:: Records for the task ::

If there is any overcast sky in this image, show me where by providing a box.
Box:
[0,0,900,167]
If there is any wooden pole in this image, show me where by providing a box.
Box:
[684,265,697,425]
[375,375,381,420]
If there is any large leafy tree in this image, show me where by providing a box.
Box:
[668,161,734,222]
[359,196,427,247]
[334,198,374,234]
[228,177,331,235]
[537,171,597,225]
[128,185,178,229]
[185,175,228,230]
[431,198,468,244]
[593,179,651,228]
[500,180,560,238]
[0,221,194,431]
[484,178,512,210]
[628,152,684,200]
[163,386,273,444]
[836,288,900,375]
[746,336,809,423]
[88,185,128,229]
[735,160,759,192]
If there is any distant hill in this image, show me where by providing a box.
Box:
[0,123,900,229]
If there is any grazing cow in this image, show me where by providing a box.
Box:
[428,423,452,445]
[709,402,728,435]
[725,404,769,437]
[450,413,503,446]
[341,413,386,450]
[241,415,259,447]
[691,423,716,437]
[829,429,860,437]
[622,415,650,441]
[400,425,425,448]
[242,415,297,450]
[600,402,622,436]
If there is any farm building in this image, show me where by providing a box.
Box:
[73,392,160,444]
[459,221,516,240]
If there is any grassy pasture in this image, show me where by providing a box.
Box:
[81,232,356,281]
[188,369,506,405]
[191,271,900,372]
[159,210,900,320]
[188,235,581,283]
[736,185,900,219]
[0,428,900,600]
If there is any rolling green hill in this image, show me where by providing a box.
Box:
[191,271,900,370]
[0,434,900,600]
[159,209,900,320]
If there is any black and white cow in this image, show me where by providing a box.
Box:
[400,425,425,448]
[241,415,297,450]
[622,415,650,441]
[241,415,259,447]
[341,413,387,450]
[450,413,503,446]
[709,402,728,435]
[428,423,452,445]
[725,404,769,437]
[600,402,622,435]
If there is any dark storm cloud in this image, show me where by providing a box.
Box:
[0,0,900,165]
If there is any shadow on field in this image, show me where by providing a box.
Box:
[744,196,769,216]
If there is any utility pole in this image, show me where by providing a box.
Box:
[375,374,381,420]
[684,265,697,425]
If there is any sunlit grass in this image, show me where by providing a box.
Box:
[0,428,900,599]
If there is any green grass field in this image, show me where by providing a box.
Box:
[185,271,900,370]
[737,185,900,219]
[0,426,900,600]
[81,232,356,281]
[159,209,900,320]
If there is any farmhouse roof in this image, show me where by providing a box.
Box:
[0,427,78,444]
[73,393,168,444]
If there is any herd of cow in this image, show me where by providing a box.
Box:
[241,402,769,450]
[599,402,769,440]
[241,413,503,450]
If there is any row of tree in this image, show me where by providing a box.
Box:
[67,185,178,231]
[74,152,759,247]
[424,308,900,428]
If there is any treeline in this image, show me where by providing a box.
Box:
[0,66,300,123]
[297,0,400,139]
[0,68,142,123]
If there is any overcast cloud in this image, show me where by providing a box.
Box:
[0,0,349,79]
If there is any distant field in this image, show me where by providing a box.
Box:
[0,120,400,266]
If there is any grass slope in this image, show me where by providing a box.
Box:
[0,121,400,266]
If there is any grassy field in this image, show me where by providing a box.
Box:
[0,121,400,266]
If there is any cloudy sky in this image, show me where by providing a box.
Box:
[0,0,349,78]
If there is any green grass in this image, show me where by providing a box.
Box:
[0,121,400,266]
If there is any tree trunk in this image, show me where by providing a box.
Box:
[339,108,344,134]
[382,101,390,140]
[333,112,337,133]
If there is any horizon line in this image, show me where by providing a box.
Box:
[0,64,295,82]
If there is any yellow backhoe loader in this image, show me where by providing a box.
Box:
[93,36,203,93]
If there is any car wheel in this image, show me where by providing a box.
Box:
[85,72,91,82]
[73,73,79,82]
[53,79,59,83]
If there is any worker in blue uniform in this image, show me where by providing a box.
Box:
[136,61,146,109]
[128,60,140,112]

:: Written instruction ::
Return everything from the start of the listing down to the line containing "[375,375,381,420]", both ends included, with each line exactly as it appears.

:: Result for this exercise ::
If there is any overcast sky in this image, show me where by providing a box.
Box:
[0,0,900,167]
If there is any wooden pole in this image, show me where by providing a box.
Box:
[684,265,697,425]
[375,375,381,420]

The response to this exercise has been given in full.